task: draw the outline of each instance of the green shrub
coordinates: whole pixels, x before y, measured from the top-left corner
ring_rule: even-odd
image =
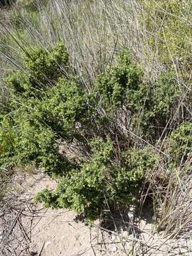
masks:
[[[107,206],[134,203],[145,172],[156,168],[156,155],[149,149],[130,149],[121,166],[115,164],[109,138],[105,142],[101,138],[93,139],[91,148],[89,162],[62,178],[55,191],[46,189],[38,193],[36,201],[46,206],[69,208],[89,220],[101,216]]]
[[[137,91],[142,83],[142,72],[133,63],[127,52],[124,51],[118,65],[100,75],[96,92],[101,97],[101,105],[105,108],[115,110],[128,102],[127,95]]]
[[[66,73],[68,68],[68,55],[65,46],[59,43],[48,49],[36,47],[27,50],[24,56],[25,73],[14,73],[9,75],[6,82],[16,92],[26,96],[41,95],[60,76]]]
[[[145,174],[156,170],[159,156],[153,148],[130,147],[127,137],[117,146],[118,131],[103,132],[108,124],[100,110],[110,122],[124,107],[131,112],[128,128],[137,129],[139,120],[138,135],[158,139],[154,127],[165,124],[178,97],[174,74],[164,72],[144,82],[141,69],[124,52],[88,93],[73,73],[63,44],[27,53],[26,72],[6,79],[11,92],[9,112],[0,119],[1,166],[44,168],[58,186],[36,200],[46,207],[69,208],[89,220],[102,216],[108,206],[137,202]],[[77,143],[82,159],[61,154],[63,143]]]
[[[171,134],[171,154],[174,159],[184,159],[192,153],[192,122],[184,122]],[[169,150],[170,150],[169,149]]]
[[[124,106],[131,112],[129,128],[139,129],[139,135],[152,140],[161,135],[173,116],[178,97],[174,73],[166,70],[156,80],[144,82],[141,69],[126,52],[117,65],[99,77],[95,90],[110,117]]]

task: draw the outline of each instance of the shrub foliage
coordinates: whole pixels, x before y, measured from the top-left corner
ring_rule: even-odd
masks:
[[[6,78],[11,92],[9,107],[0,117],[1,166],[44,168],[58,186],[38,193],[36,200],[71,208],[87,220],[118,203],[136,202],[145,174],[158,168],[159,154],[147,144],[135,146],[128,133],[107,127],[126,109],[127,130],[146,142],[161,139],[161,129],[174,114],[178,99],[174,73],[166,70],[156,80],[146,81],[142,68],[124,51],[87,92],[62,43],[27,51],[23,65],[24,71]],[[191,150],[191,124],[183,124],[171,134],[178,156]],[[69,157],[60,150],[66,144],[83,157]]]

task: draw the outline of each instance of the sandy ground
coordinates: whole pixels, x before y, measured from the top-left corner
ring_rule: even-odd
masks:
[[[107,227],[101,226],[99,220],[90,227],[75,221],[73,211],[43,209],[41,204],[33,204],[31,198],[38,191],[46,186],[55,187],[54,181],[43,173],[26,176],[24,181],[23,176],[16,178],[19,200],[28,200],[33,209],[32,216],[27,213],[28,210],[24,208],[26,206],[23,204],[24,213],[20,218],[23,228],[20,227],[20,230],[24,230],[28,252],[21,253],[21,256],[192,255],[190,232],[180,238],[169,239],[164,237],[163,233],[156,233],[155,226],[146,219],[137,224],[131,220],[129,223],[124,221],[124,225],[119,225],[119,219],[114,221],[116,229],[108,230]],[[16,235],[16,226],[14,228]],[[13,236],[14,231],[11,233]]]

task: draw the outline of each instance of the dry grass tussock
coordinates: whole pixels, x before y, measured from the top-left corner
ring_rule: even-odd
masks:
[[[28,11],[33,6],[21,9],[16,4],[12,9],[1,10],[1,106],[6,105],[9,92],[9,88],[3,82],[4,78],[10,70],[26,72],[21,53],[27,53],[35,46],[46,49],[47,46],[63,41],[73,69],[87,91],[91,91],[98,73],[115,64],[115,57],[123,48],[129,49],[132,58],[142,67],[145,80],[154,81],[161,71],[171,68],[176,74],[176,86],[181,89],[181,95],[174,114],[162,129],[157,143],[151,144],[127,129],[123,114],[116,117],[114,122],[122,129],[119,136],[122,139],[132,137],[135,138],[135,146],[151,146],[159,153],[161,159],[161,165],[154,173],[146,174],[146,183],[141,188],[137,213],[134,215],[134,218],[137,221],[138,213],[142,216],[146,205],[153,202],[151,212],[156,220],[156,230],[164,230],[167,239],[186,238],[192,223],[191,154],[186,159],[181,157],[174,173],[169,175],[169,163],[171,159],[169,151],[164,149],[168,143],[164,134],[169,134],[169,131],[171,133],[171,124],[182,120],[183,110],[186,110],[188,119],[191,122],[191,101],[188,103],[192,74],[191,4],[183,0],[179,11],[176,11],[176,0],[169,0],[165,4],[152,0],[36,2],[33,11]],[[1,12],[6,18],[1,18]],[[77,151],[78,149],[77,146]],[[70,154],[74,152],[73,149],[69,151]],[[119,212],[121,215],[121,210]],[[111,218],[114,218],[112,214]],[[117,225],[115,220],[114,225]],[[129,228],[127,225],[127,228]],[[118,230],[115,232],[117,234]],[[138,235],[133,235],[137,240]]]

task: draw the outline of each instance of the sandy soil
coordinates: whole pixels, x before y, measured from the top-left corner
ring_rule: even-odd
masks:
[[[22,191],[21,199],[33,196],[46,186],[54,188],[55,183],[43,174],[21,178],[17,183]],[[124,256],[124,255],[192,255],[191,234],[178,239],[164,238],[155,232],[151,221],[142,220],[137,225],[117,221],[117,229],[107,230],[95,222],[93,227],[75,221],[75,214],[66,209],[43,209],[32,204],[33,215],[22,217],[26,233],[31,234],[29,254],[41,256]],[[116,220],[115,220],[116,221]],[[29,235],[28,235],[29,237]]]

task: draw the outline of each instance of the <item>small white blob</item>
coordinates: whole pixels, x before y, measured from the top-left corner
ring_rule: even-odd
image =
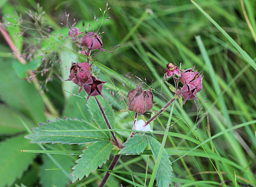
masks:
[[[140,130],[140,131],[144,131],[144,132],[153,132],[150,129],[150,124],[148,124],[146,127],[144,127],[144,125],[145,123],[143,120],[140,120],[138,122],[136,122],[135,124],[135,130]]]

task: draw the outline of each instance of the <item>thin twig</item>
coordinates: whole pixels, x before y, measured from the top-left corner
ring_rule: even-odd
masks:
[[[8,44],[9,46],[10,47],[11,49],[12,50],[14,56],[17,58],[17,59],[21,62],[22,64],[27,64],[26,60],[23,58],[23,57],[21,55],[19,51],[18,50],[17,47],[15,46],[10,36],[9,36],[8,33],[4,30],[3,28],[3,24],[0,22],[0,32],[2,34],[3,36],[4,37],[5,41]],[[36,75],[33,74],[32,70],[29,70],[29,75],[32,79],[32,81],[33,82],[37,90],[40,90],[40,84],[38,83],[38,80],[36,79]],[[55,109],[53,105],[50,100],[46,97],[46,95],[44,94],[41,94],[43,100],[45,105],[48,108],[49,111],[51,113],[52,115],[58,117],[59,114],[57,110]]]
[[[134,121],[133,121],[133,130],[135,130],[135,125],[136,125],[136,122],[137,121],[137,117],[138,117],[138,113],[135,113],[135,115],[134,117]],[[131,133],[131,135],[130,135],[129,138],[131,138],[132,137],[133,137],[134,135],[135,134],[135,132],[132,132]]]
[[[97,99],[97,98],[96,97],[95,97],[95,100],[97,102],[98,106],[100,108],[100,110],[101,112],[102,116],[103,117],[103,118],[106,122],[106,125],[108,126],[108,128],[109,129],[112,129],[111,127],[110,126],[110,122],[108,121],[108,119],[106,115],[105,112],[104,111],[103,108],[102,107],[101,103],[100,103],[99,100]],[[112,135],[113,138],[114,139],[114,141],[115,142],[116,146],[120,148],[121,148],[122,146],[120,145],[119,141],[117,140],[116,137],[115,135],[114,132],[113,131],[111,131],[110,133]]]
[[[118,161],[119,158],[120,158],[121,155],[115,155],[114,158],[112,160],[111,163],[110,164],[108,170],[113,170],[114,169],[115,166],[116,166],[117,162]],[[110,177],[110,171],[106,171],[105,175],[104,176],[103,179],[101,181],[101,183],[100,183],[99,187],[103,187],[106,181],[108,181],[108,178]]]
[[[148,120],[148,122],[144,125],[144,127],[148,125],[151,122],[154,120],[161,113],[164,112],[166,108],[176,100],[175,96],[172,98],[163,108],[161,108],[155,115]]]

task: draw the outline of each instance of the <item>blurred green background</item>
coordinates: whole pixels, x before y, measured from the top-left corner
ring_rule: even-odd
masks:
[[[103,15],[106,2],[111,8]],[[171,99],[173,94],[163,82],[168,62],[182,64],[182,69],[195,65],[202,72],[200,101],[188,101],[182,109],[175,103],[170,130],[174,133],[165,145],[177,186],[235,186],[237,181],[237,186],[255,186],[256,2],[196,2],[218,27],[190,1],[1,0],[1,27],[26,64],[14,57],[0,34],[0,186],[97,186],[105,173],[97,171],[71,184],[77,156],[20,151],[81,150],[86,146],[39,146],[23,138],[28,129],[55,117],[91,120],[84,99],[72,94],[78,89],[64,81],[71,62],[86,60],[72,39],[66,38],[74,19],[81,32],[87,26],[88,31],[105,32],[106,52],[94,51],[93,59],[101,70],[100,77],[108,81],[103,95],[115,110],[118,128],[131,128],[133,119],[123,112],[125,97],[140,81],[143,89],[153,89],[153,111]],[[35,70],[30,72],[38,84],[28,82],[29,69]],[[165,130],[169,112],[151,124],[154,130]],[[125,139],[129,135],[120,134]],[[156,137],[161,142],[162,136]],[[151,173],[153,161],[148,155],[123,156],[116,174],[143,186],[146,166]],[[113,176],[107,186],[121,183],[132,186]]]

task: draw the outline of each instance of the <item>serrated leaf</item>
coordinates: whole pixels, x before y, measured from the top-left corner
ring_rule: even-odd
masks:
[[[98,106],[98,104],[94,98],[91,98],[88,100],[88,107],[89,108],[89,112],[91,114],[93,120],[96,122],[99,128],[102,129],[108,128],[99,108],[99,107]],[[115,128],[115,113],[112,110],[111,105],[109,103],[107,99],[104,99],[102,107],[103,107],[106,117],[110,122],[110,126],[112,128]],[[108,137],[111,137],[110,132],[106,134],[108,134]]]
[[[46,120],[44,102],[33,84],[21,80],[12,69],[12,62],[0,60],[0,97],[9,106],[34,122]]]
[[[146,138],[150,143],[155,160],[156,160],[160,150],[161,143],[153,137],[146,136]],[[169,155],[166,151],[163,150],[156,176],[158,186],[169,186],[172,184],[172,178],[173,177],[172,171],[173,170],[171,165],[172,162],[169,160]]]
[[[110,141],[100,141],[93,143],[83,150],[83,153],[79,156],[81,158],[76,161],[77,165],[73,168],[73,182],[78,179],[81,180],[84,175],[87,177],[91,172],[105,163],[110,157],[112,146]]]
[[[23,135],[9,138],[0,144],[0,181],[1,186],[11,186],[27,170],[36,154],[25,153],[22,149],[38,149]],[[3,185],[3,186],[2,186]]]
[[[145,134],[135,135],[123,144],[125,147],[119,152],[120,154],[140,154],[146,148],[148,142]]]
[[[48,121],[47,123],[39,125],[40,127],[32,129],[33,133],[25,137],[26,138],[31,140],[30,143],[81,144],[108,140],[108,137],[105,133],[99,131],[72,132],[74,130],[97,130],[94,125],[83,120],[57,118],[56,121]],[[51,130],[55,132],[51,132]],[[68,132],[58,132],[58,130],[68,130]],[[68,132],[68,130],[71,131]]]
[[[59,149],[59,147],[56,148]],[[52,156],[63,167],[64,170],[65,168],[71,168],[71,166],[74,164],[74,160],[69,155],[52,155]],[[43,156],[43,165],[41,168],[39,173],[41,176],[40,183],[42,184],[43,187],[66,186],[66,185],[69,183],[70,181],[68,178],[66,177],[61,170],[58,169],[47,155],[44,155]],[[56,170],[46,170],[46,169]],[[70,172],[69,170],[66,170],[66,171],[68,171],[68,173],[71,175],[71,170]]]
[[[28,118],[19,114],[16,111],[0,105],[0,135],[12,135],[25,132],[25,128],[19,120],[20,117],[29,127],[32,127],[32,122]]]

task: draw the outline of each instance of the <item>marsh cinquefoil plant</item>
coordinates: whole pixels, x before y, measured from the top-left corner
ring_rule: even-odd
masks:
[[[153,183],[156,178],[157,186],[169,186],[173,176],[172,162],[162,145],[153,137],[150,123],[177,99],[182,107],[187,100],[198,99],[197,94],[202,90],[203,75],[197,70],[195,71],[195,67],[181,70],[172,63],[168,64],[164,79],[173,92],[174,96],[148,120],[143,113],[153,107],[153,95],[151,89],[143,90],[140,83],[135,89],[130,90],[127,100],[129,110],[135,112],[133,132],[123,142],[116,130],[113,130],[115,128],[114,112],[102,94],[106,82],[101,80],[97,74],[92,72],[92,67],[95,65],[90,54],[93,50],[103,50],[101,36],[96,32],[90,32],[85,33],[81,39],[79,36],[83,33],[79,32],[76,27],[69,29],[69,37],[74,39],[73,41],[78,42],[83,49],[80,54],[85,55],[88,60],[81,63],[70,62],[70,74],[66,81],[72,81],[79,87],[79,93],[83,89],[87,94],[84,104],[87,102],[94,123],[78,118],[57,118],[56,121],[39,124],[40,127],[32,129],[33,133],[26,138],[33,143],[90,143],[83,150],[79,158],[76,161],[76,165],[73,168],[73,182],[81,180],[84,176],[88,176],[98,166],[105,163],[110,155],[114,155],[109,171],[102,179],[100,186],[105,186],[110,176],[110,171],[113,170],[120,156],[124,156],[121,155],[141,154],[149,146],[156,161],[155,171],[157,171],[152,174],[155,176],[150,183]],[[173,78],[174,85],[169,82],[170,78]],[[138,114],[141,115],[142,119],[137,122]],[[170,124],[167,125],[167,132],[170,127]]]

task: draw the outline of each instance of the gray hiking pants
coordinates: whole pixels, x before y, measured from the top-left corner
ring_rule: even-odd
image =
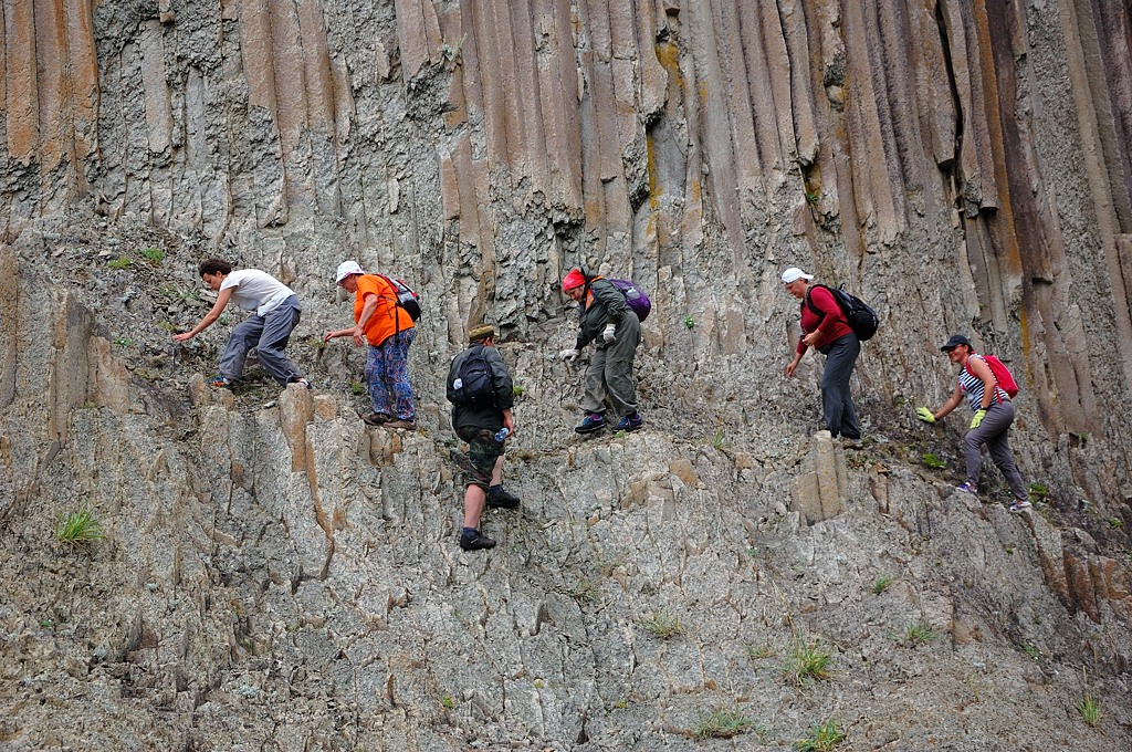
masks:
━━━━━━━━━━━━━━━━━━━━━━━━━━━━━━
| What to do |
Begin with the line containing "task: draw the outline of each instance of the gray" and end with the final line of the data, printing those lines exactly and only; pictures are left out.

| Task response |
task: draw the outline of each instance of the gray hiking pants
coordinates: whole pixels, x before y, measured from the top-left corner
ring_rule: even-odd
image =
masks:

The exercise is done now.